### Yönergeler
(a) İmamoğlu'nun X hesabı hakkındaki yazıda "Sonuç, 18’i de" ifadesinden "zarar verdiğini söylemekti." ifadesine kadar olan bölümü aynen yeniden verir misin?
(b) İmamoğlu'nun X hesabı hakkındaki yazının devamını, son cümlesinden sonrasından başlayarak getirir misin?

İmamoğlu’nun X hesabının kapatılmasının savcılık gerekçesine bakarsanız, bundan böyle suç işleme ihtimaliniz bile size uygulanacak bir yaptırım için yeterli.
Bu gerekçeye göre artık hepimiz halkı alenen tahrik suçunun potansiyel failleriyiz.
Savcı tedbiren talep edecek, Sulh ceza hakimliği de tedbiren(!) bizim bütün iletişim yollarımızı kapatabilecek.
O kadar da olmaz demeyin. İmamoğlu’nun açıklamalarında suç var mı? Yok…
Ama bir gün işleyebilirsin denilmiş, suç işlemesin diye tedbir(!) alınmış.
Şu son dönemde hukuki garabetlerle adeta hukuk katlediliyor.
Örnek; 16 genç Saraçhane mitinglerine katılmış, yarısı slogan atmış yarısı belki de atılan sloganı doğru bulmadıkları için atmamış.
Sonuç, 18’i de yargılanıyor.
Sebep? Slogan atmamış olmakla birlikte slogan atanlarla birlikte olmak!
Örnek; İmamoğlu’nun ifade verdiği Çağlayan adliyesinin önüne toplanılmış, İmamoğlu çıkışta kendisini bekleyenlere teşekkür etsin diye alana CHP otobüsü getirilmişti.
Polis alana sokmayınca tartışma çıktı. Polise mukavemet ettikleri gerekçesiyle CHP İl Başkanı Çelik ve 26 kişi yargılanıyorlar, hakkında 15 yıla kadar hapis cezası isteniyor…
Örnek; Ümit Özdağ, Antalya’da yaptığı konuşmanın hemen ardından, 20 Ocak’ta gözaltına alındı. Gerekçe, iktidarın politikalarının Haçlı seferinden daha çok zarar verdiğini söylemekti.

Bir veri bloğu:
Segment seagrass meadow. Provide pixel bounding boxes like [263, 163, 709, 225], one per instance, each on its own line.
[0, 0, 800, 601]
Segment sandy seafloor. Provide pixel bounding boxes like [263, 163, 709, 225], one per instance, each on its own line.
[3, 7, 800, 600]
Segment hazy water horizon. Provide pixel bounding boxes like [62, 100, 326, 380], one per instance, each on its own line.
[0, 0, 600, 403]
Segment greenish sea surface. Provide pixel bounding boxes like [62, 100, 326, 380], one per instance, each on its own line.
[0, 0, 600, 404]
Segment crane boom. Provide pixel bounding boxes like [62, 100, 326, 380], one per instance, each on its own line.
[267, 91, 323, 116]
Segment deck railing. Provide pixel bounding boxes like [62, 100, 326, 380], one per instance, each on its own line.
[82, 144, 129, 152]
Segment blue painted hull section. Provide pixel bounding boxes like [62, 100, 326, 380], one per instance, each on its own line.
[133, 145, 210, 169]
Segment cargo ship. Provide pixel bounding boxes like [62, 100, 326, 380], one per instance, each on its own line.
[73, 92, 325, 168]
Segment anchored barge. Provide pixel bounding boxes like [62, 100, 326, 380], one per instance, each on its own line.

### Verilen Yanıtlar
(a)
Sonuç, 18’i de yargılanıyor.
Sebep? Slogan atmamış olmakla birlikte slogan atanlarla birlikte olmak!
Örnek; İmamoğlu’nun ifade verdiği Çağlayan adliyesinin önüne toplanılmış, İmamoğlu çıkışta kendisini bekleyenlere teşekkür etsin diye alana CHP otobüsü getirilmişti.
Polis alana sokmayınca tartışma çıktı. Polise mukavemet ettikleri gerekçesiyle CHP İl Başkanı Çelik ve 26 kişi yargılanıyorlar, hakkında 15 yıla kadar hapis cezası isteniyor…
Örnek; Ümit Özdağ, Antalya’da yaptığı konuşmanın hemen ardından, 20 Ocak’ta gözaltına alındı. Gerekçe, iktidarın politikalarının Haçlı seferinden daha çok zarar verdiğini söylemekti.

(b)
Bu bir suçsa Antalya’da işlenmişti ama olsun, Ankara’da göz altına alındı, İstanbul’a sevk edildi.
Gerekçenin boş olduğunu bildikleri için yolda başka bir suç dosyası icat ettiler, tutukladılar.
İddianamesi 77 gün sonra hazırlandı. Mahkeme, 9 sayfalık iddianameyi 6 günde inceledi. 57 gün sonraya duruşma günü verildi. Özdağ, ancak 11 Haziran’da yargılanabilecek.
Hakkındaki iddia ve konumu tutuksuz yargılanmasını gerektiriyorken, hapiste yatırdıklarını kar sayacaklar.
Özdağ da tweet paylaşımlarıyla cumhurbaşkanına hakaret, halkı kin ve galeyana teşvik etmek suçunu işlemiş, malumunuz…
Delillerde kapı gibi maşallah!
Mesela, Hatay Belediye Başkanı Lütfü Savaş’ın sığınmacılara yönelik paylaşımını paylaşmış.
Mesela; “Asgari ücretlilere zam enflasyonun çok altında kalırken, 6 Şubat depreminde evlerini kaybeden yurttaşlarımız konteynerlerde yaşamaya çalışırken, ulaştırma bakanı ‘AFAD Suriye’de altyapı yatırımları yapacak’ diyor, Ali Yerlikaya ise ‘Suriyelilere ev yapacağız’ diyor. Türk halkı ezilmeye ve sömürülmeye devam edecek” demiş, bütçenin Türk vatandaşları için değil, Suriyeliler için kullanımını eleştirmiş.
En büyük suçlarından bir tanesi de Kayserileri tahrik etmek ki orada çıkan olayların sorumlusu gösterilmiş.
Oysa, Özdağ hakkında soruşturma Kayseri olaylarının bitişinden 201 gün sonra açılıyor.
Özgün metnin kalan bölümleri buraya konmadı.